> **Text extract**:

Adams’s first invitation was from an MP named William Forster. Dallas’s inquiries about him revealed that Forster belonged to the Liberal Party and had been an MP for all of three months. Like John Bright, Forster was a Quaker from a northern mill town, in his case Bradford, whose wealth came from manufacturing. But there the similarities ended. Bright was not interested in small acts or minor details; in Anthony Trollope’s damning judgment, “It was his business to inveigh against evils, and perhaps there is no easier business.”27 Forster was a modest and sincere man who sought neither power nor popularity. These attributes inclined the House to be gentle toward the newcomer. His maiden speech on the slave trade had been listened to without interruption (although afterward he was informed by a fellow MP that in London one said la-MENT-able, not LA-ment-able).

Forster’s father had twice visited the United States to preach against slavery, in some places risking his life to be heard. Forster Sr.’s experiences had provided his son with an unsentimental attitude toward the South’s desire for secession. “A Mr. Gregory, MP, for Galway, who lately travelled in the South,” Forster wrote to a friend in America, “has returned well humbugged by the Southerners.” Gregory was talking all sorts of nonsense without anyone’s daring to challenge him: “I wish it had fallen into the hands of a member of more experience to stand up for the North and the Union; but I must do what I can.”28 Forster decided his first step should be to organize a meeting of pro-Northern MPs.

> **Input for this task**:

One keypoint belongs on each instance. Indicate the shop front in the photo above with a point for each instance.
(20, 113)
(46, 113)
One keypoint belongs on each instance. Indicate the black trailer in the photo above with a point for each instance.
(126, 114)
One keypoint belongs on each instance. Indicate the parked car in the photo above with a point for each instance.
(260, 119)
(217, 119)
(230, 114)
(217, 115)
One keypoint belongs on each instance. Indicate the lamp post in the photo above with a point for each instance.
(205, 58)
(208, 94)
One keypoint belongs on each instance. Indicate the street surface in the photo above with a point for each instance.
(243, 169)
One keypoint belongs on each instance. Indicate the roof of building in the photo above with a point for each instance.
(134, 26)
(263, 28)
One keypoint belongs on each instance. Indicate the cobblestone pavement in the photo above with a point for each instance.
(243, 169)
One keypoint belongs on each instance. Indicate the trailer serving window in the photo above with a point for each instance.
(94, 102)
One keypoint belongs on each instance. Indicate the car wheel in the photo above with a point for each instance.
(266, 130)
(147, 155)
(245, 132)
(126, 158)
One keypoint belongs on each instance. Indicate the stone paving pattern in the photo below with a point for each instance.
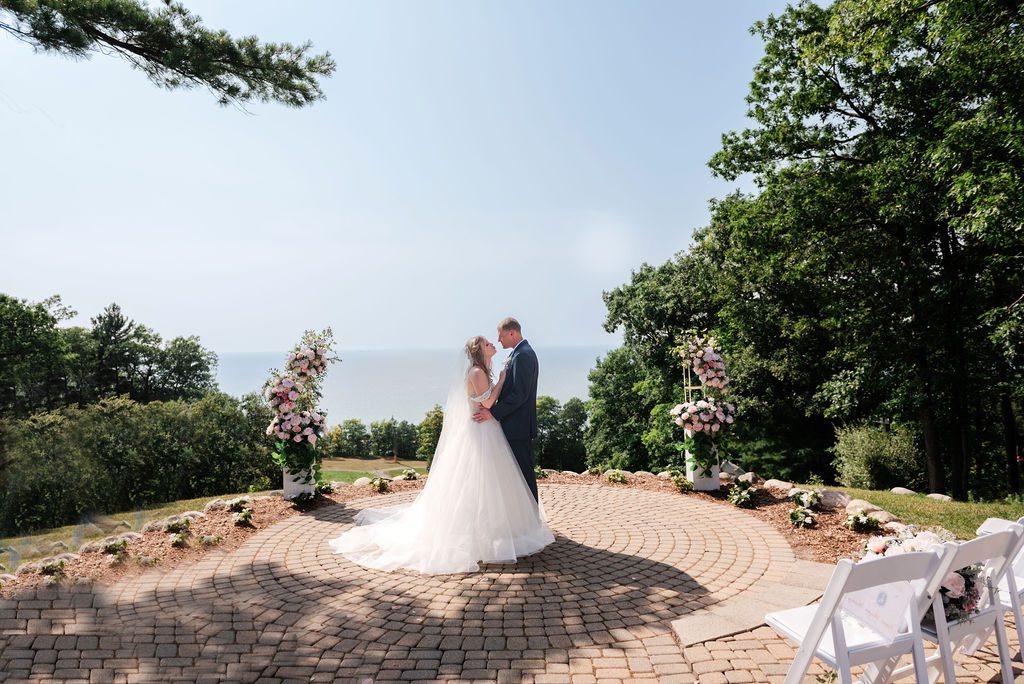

> **Parts of the exercise**:
**1.** In the passage about William Forster, what was the subject of his maiden speech?
**2.** Scale the listing's point coordinates, from the line that contains "One keypoint belongs on each instance. Indicate the trailer" through the end of the listing, both ends included. Repeat those lines with the requests unchanged, multiply every coordinate in the answers by 1.8, round to whole numbers with halves going up, and leave out the pictures.
The text and the listing have no connection to each other.

> **Answers in order**:
**1.** The slave trade.

**2.**
One keypoint belongs on each instance. Indicate the trailer serving window in the photo above with a point for each instance.
(169, 184)
One keypoint belongs on each instance. Indicate the car wheel in the photo above with a point for each instance.
(479, 234)
(265, 279)
(441, 238)
(227, 284)
One keypoint belongs on each instance. Indicate the stone paving pattern in the photo below with a point for each instance.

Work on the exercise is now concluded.